**Action item**
Return the exact lines spanning from the line with "Find the glossy" through the last line of the entries, boundaries included, and no others.

○ ○ ○

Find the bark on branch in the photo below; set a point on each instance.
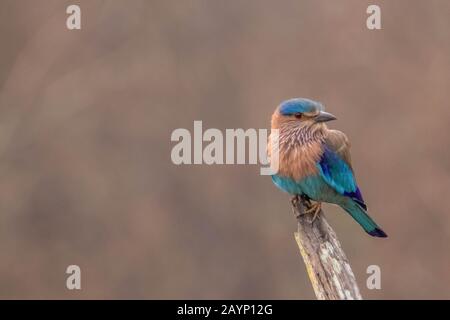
(328, 268)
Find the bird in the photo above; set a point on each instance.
(314, 162)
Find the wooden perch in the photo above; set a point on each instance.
(328, 268)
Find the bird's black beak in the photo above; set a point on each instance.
(324, 117)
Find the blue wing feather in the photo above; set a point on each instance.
(338, 174)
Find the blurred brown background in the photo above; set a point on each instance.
(86, 117)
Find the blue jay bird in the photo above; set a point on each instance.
(314, 161)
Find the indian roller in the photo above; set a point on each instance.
(314, 161)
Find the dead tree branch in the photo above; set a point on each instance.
(328, 268)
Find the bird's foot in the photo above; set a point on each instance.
(296, 209)
(314, 209)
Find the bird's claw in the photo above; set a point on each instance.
(315, 210)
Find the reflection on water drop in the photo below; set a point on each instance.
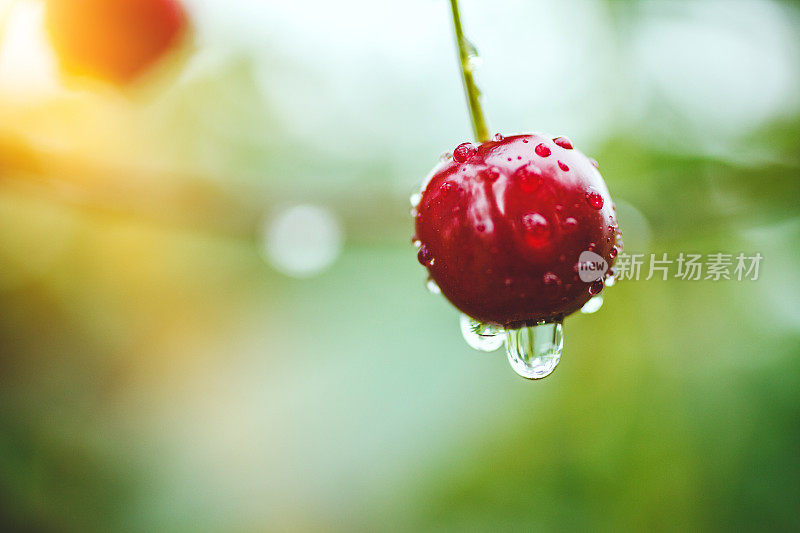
(592, 305)
(482, 337)
(433, 288)
(534, 352)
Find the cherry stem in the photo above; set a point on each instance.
(466, 54)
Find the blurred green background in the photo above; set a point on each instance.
(212, 319)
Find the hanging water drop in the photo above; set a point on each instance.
(482, 337)
(592, 305)
(534, 352)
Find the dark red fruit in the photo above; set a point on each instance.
(501, 228)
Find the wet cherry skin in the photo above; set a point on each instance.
(113, 40)
(500, 228)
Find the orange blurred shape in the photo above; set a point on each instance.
(114, 40)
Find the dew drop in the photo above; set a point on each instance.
(424, 256)
(595, 199)
(490, 174)
(534, 352)
(479, 336)
(542, 150)
(563, 142)
(530, 177)
(592, 305)
(433, 288)
(537, 230)
(464, 152)
(596, 287)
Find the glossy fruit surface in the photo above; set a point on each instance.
(113, 40)
(501, 226)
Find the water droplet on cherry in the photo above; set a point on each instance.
(595, 199)
(563, 142)
(542, 150)
(530, 178)
(481, 337)
(537, 229)
(464, 152)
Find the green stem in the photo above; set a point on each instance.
(472, 91)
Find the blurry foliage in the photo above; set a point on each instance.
(155, 374)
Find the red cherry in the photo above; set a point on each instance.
(503, 229)
(113, 40)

○ ○ ○

**Response area**
Find the glossy fruit surface in the photo above; set a point on each instance.
(113, 40)
(501, 226)
Find the water droplet on cherry in the photo above; set a point on each instance.
(595, 199)
(563, 142)
(542, 150)
(530, 178)
(481, 337)
(537, 229)
(464, 152)
Find the green stem in the photo above; set a point on each instance.
(472, 91)
Find the blurry foliage in the photo above; set a point on each instance.
(155, 374)
Find the red cherry in the photo above; set a point on each instance.
(503, 229)
(113, 40)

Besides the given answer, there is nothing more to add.